EXERCISE DESCRIPTION: Reproduce all of the records below verbatim, preserving every line in its original order and form.
--- INPUT DATA Enclosed Below ---
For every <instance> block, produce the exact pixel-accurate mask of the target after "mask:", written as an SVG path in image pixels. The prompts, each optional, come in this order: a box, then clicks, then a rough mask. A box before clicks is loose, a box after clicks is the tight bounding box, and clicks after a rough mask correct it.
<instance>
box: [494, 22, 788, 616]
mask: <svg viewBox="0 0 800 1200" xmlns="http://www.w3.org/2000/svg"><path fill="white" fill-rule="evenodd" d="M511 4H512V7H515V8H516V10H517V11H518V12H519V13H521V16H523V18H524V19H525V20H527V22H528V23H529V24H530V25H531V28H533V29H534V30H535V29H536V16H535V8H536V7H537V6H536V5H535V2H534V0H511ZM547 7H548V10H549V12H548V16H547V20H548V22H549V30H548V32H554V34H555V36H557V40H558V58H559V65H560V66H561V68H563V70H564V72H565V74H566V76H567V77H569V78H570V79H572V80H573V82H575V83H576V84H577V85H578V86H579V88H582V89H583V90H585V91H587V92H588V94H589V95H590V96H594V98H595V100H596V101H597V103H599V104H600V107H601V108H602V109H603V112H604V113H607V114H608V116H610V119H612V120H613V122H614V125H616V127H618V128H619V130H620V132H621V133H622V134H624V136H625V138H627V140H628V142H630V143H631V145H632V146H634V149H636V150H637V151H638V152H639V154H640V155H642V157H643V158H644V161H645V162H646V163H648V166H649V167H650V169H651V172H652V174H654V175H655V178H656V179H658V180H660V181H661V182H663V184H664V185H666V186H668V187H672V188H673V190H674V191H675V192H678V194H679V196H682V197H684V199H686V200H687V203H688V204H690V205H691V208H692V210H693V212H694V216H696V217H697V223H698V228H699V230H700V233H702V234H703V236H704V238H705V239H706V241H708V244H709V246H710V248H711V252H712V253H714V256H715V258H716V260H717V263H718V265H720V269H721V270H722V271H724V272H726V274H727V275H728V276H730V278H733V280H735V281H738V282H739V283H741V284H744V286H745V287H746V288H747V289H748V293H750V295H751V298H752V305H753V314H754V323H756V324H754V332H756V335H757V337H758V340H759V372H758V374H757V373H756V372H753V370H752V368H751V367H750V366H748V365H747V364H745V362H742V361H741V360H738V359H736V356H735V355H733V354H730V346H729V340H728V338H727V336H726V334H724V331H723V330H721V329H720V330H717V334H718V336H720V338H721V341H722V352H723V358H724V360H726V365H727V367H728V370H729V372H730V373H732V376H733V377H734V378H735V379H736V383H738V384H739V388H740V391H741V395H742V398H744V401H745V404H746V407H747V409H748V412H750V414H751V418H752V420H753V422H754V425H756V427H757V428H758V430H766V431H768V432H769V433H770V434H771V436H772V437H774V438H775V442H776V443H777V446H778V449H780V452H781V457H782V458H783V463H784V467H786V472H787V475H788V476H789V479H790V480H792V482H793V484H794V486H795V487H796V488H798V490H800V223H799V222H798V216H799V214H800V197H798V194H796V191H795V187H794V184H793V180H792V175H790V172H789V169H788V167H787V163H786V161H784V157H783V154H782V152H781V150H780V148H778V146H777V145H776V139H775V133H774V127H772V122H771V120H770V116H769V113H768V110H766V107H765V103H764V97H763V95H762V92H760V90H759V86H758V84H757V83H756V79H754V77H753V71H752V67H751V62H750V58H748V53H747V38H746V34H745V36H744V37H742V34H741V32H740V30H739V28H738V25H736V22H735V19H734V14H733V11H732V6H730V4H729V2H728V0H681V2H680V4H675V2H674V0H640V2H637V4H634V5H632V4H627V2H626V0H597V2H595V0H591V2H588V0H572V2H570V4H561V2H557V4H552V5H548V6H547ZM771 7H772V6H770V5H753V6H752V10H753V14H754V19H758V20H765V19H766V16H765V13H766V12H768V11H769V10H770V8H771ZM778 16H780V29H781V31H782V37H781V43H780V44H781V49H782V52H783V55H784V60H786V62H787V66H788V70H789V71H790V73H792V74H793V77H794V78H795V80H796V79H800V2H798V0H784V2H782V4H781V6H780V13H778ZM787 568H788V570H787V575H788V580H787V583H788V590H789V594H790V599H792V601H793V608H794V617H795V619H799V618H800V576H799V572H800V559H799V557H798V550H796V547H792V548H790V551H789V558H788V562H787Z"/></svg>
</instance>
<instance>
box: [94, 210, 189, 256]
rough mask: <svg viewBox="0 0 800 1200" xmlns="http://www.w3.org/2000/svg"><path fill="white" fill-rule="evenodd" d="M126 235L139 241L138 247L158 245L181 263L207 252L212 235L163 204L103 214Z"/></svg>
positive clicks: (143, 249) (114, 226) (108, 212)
--- End of Enclosed INPUT DATA ---
TASK ANSWER:
For every <instance> block, produce the exact pixel-accurate mask of the target after "mask:", written as an SVG path in image pixels. The prompts, each optional, come in this order: a box, then clicks, then a rough mask. A box before clicks is loose, a box after clicks is the tight bounding box, and clicks after a rough mask correct it.
<instance>
box: [494, 22, 788, 616]
mask: <svg viewBox="0 0 800 1200" xmlns="http://www.w3.org/2000/svg"><path fill="white" fill-rule="evenodd" d="M511 4H512V7H515V8H516V10H517V11H518V12H519V13H521V16H523V18H524V19H525V20H527V22H528V23H529V24H530V25H531V28H533V29H534V30H535V29H536V16H535V8H536V7H537V6H536V5H535V2H534V0H511ZM547 7H548V10H549V12H548V16H547V20H548V22H549V30H548V32H554V34H555V36H557V40H558V58H559V65H560V66H561V68H563V70H564V72H565V74H566V76H567V77H569V78H570V79H572V80H573V82H575V83H576V84H577V85H578V86H579V88H582V89H583V90H585V91H587V92H588V94H589V95H590V96H594V98H595V100H596V101H597V103H599V104H600V107H601V108H602V109H603V112H604V113H607V114H608V116H610V119H612V120H613V122H614V125H616V127H618V128H619V130H620V132H621V133H622V134H624V136H625V138H627V140H628V142H630V143H631V145H632V146H634V149H636V150H637V151H638V152H639V154H640V155H642V157H643V158H644V161H645V162H646V163H648V166H649V167H650V169H651V172H652V174H654V175H655V178H656V179H658V180H660V181H661V182H663V184H664V185H666V186H668V187H672V188H673V190H674V191H675V192H678V194H679V196H682V197H684V199H686V200H687V203H688V204H690V205H691V208H692V210H693V212H694V216H696V217H697V223H698V228H699V230H700V233H702V234H703V236H704V238H705V239H706V241H708V244H709V246H710V248H711V252H712V253H714V256H715V258H716V260H717V263H718V265H720V269H721V270H722V271H724V272H726V274H727V275H728V276H730V278H733V280H735V281H738V282H739V283H741V284H744V286H745V287H746V288H747V289H748V293H750V295H751V298H752V305H753V314H754V323H756V324H754V332H756V335H757V337H758V340H759V372H758V374H757V373H756V372H753V370H752V368H751V367H750V366H748V365H747V364H745V362H742V361H741V360H738V359H736V356H735V355H733V354H730V346H729V340H728V338H727V336H726V334H724V331H723V330H721V329H720V330H717V334H718V336H720V338H721V341H722V352H723V358H724V360H726V365H727V367H728V370H729V372H730V373H732V376H733V377H734V378H735V379H736V383H738V384H739V388H740V391H741V395H742V398H744V401H745V404H746V407H747V409H748V412H750V414H751V418H752V420H753V422H754V425H756V427H757V428H758V430H766V431H768V432H769V433H770V434H771V436H772V437H774V438H775V442H776V443H777V446H778V449H780V452H781V457H782V458H783V463H784V467H786V472H787V475H788V476H789V479H790V480H792V482H793V484H794V486H795V487H796V488H798V490H800V223H799V222H798V216H799V214H800V197H798V194H796V191H795V187H794V184H793V180H792V175H790V172H789V169H788V167H787V163H786V161H784V157H783V154H782V152H781V150H780V148H778V146H777V145H776V139H775V133H774V127H772V122H771V120H770V116H769V113H768V110H766V107H765V103H764V97H763V95H762V92H760V90H759V86H758V84H757V83H756V79H754V77H753V71H752V67H751V62H750V58H748V53H747V38H746V34H745V36H744V37H742V34H741V32H740V30H739V28H738V25H736V22H735V19H734V14H733V11H732V6H730V4H729V2H728V0H681V2H680V4H675V2H674V0H640V2H637V4H634V5H632V4H627V2H626V0H597V2H595V0H591V2H588V0H572V2H570V4H561V2H557V4H552V5H548V6H547ZM771 7H772V6H770V5H753V6H752V10H753V14H754V19H758V20H765V19H766V16H765V13H766V12H768V11H769V10H770V8H771ZM778 16H780V29H781V31H782V37H781V43H780V44H781V49H782V52H783V55H784V60H786V62H787V66H788V70H789V71H790V73H792V74H793V77H794V78H795V80H796V79H800V2H798V0H784V2H782V4H781V6H780V13H778ZM787 568H788V570H787V575H788V580H787V583H788V590H789V594H790V599H792V601H793V608H794V617H795V619H799V618H800V576H799V572H800V559H799V557H798V550H796V547H792V548H790V551H789V558H788V562H787Z"/></svg>
</instance>
<instance>
box: [94, 210, 189, 256]
rough mask: <svg viewBox="0 0 800 1200" xmlns="http://www.w3.org/2000/svg"><path fill="white" fill-rule="evenodd" d="M126 235L139 241L138 247L158 245L181 263L207 252L212 235L163 204L103 214Z"/></svg>
positive clicks: (143, 249) (114, 226) (108, 212)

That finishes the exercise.